As you may have noticed, we had some downtime.
For the IT nerds, here’s what’s happened:
All BrewPi sites were hosted on a bare metal server in Germany, running self-managed proxmox cluster to run a couple of virtual machines.
I had some issues with the KVM for the community running out of disk space. In the process of trying to solve this, I upgraded the host machine, but by mistake, I had some apt-lists for a newer Linux release than what the server was running. The upgrade failed and this left the server in a partially updated state, with no way to undo the updates, and no way to proceed either. Running containers/KVM’s completely stopped working, so all brewpi services and my mood were down.
I had a backup script on the host, but I did not have a regular backup test. So this backup strategy failed a while ago and I did not have recent complete VM dumps. But luckily, I was still able to access all files.
I moved everything to DigitalOcean to be able to better mange this from now on.
To do so, I had to reinstall all VMs. To recover the databases, I had to copy the
var/lib/mysql directories to a newly created similar LAMP VM, get the database going again, then export a proper sql dump.
This SQL dump could be imported in newly installed VM’s and the file copying was a breeze with rsync. Some server config, some cursing, lot’s of googling further, and we are back up and running!

**Instructions**.
a: In the post about the BrewPi downtime, which provider were the services moved to?
b: Retype the passage of the BrewPi downtime post starting at "I had a backup" and ending at "proper sql dump.".
c: Write the next few sentences of the BrewPi downtime post, picking up after its final sentence.

**Information supplied**.
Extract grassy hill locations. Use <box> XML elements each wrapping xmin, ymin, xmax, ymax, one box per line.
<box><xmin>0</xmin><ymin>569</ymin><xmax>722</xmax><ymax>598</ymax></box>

**Results for each task**.
a: DigitalOcean.

b:
I had a backup script on the host, but I did not have a regular backup test. So this backup strategy failed a while ago and I did not have recent complete VM dumps. But luckily, I was still able to access all files.
I moved everything to DigitalOcean to be able to better mange this from now on.
To do so, I had to reinstall all VMs. To recover the databases, I had to copy the
var/lib/mysql directories to a newly created similar LAMP VM, get the database going again, then export a proper sql dump.

c:
The community KVM was a different story, because it was a KVM. I had to convert the qcow2 disk image to a vdi that could be loaded into Virtualbox. It still worked and had a recent community backup on the system. I could import this backup on a fresh install of discourse in a DigitalOcean Droplet. After a lot of minor issues and fiddling with the SSL config, community is back up again too in a completely fresh install
Back online now:
- Front page
- Docs (now hosted on readthedocs.io, redirected)
If you are missing anything else, let me know.
And if you want to try out DigitalOcean yourself, please use my referral link to get $10 free:
Based on my 2 days of usage so far, I do recommend them
And some friendly advice (mainly to my future self): I was lucky to get everything back up in 2 days, because the data was still intact and accessible, just running containers was broken. If the server would have gone up in flames, I would have had a much bigger problem. My backup mechanism was broken, because I didn’t regularly check that it was still working well. Go test your backups now, even when you have other important things to do (like next week, and next week, and next week).